(Goal of the exercise):
Gather from the listing below each line that includes the word "tracksuit", and copy it.

(Recorded information):
────────────────
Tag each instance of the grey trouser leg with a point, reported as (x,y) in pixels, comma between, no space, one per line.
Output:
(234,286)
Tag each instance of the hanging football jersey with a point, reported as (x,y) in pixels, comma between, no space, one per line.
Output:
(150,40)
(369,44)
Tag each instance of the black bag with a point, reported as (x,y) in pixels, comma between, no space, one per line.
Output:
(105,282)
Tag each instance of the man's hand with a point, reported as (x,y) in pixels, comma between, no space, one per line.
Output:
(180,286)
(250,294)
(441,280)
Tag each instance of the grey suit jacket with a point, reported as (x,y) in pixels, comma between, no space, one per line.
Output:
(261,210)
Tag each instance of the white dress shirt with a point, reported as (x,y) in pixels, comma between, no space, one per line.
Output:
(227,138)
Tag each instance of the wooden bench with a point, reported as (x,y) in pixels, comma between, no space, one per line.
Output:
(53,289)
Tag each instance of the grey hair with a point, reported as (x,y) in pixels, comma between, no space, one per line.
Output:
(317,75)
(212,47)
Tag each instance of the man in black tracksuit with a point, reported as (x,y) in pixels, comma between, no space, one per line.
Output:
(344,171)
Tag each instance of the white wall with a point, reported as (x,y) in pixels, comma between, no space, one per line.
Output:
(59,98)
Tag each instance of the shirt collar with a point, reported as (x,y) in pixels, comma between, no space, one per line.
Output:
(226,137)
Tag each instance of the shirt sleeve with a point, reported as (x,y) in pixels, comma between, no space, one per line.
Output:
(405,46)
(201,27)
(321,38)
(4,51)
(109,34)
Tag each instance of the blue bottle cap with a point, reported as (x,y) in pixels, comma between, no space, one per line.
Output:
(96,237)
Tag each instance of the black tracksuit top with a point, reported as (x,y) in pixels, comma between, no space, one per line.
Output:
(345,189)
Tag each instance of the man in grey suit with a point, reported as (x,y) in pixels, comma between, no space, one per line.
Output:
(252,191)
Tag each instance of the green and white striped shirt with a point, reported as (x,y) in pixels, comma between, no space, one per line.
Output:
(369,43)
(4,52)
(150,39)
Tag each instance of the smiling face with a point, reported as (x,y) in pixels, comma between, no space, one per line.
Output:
────────────────
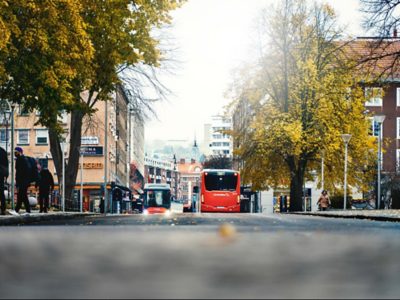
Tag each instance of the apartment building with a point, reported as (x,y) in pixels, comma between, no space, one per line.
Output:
────────────────
(Written response):
Tag each instance of the man in black tracksuit with a point, reported as (x,y) in pixels, comma between, no space, one per line.
Tag each instance of the black tracksuit top with a point, reported as (x,y) in pixels, comma between, no space, one per line.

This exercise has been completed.